■ **GESTELLTE AUFGABE**: Gib die Zeilen beginnend am Anfang der Einträge und endend mit der Zeile, die "(1086, 488)" enthält, einschließlich beider Grenzen und samt Anfragen erneut aus. Versetze dabei jeden Koordinatenwert in den Antworten um 10 nach oben und lass die Bilder weg.

■ **MATERIAL ZUR AUFGABE**:
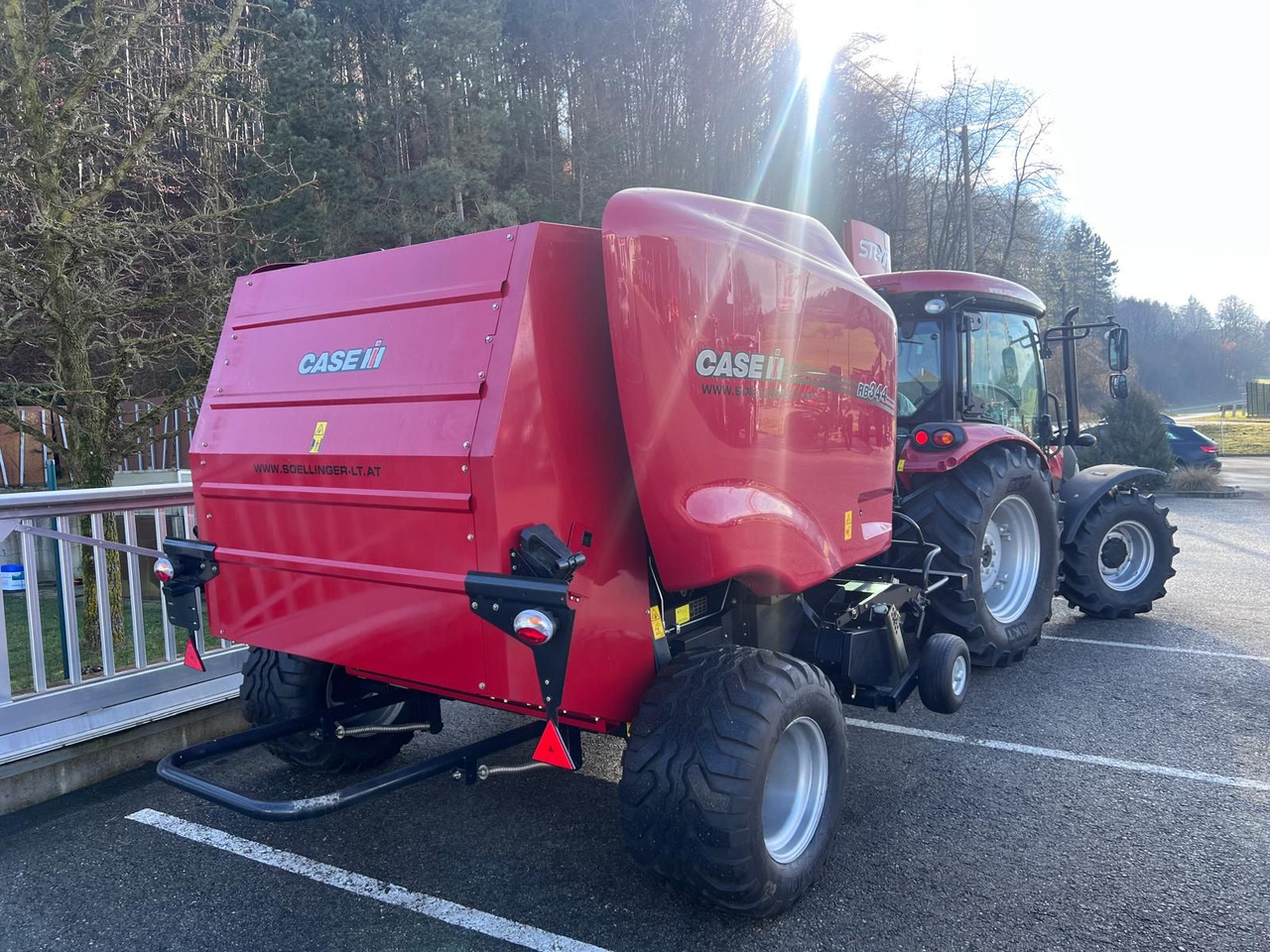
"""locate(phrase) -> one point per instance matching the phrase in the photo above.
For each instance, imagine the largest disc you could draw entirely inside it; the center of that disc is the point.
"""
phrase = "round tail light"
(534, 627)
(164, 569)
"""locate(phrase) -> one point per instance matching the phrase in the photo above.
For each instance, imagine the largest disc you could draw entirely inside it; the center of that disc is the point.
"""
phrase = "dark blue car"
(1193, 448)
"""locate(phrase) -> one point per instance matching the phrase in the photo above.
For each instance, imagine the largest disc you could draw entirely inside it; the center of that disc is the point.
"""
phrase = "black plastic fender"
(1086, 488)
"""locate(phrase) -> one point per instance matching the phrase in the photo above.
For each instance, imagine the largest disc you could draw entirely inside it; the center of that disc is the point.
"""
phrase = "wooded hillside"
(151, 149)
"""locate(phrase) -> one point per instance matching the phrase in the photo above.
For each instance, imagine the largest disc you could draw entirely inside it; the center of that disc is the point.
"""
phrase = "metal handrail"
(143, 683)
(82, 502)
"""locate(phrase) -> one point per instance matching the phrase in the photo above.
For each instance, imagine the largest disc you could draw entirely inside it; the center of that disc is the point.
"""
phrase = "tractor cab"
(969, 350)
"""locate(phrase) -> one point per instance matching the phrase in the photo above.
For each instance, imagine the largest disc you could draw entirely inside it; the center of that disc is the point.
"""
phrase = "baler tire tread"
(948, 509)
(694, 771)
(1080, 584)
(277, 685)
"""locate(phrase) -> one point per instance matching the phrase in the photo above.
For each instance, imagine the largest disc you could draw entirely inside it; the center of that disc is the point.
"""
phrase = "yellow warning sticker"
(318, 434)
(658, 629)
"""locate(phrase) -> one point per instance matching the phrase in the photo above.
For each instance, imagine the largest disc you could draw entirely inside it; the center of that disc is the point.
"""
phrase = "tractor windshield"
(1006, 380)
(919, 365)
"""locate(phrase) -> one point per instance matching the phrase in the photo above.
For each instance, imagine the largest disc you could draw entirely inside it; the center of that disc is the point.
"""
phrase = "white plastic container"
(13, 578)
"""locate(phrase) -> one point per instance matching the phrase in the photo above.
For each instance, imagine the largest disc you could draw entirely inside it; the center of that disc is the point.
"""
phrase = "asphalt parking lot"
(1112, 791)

■ **VOLLSTÄNDIGE ANTWORT**:
"""locate(phrase) -> one point per instance matching the phrase in the photo above.
For each instance, imagine the largest disc you could draw entirely inside it; the center of that disc is the point.
"""
phrase = "round tail light"
(544, 637)
(174, 579)
"""locate(phrase) -> one point per instance matching the phrase in the photo above.
For each instance, imagine the largest disc you could draw entirely inside it; the center of that disc is the point.
"""
phrase = "dark blue car"
(1203, 458)
"""locate(phrase) -> one point per instance matching the phrase in the photo above.
For each instance, imagine the largest disc you could draw entirely inside it; the center of that disc is the point.
"""
phrase = "black plastic fender"
(1096, 498)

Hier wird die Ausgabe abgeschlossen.